> [RECORDS PROVIDED]
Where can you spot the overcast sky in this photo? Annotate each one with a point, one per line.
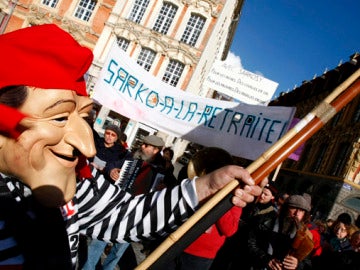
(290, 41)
* * *
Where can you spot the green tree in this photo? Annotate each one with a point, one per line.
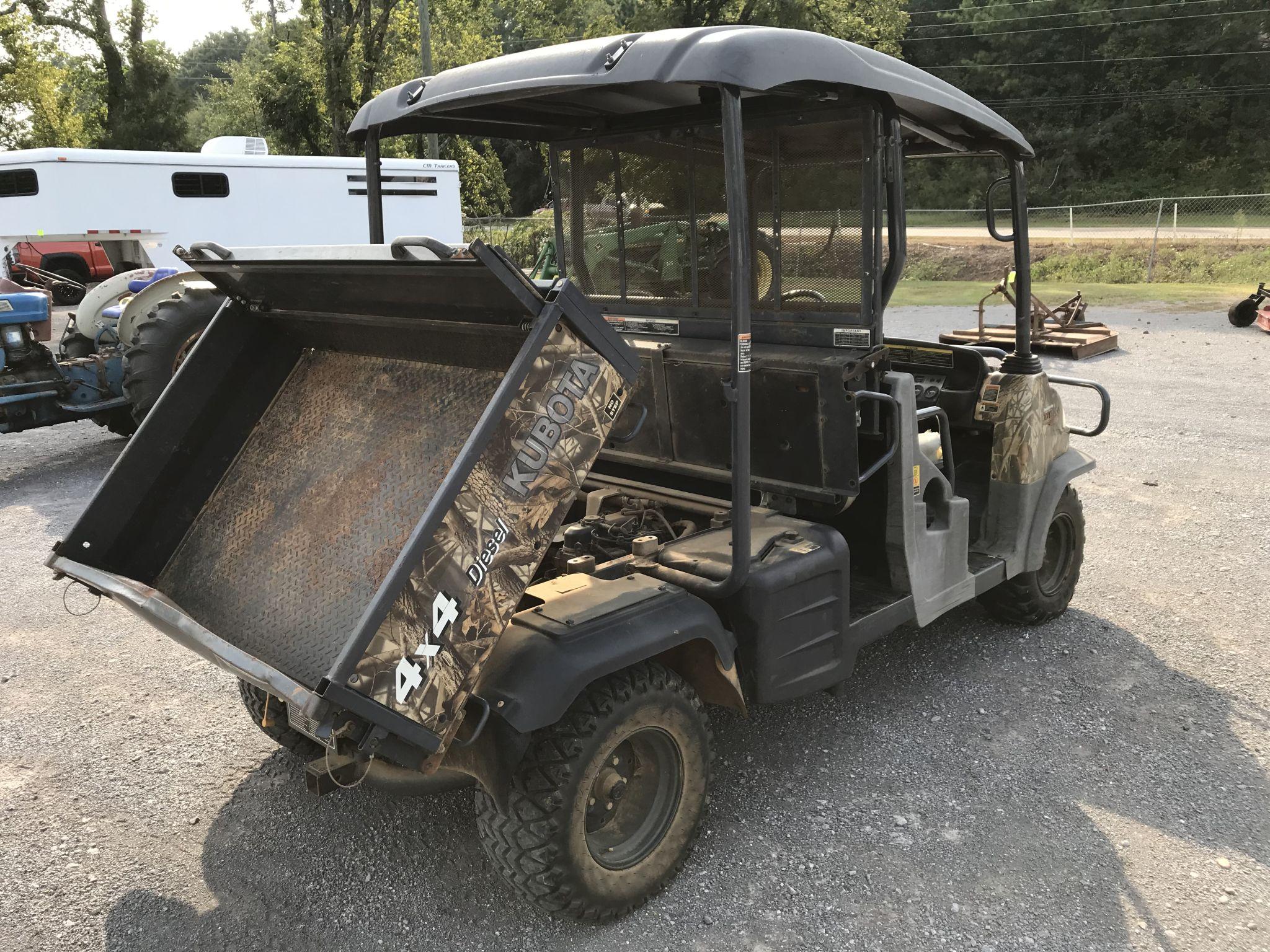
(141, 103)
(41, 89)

> [SHORT TASK] Which lines in the entries above contain the word "Where"? Copy each of them in full.

> [RESPONSE FOR THIS EXERCISE]
Where can you spot the overcast sky in this photo? Annotate each one with a point, one per line.
Where can you spot the green tree in this photo? Annotate each one with a point, one per line.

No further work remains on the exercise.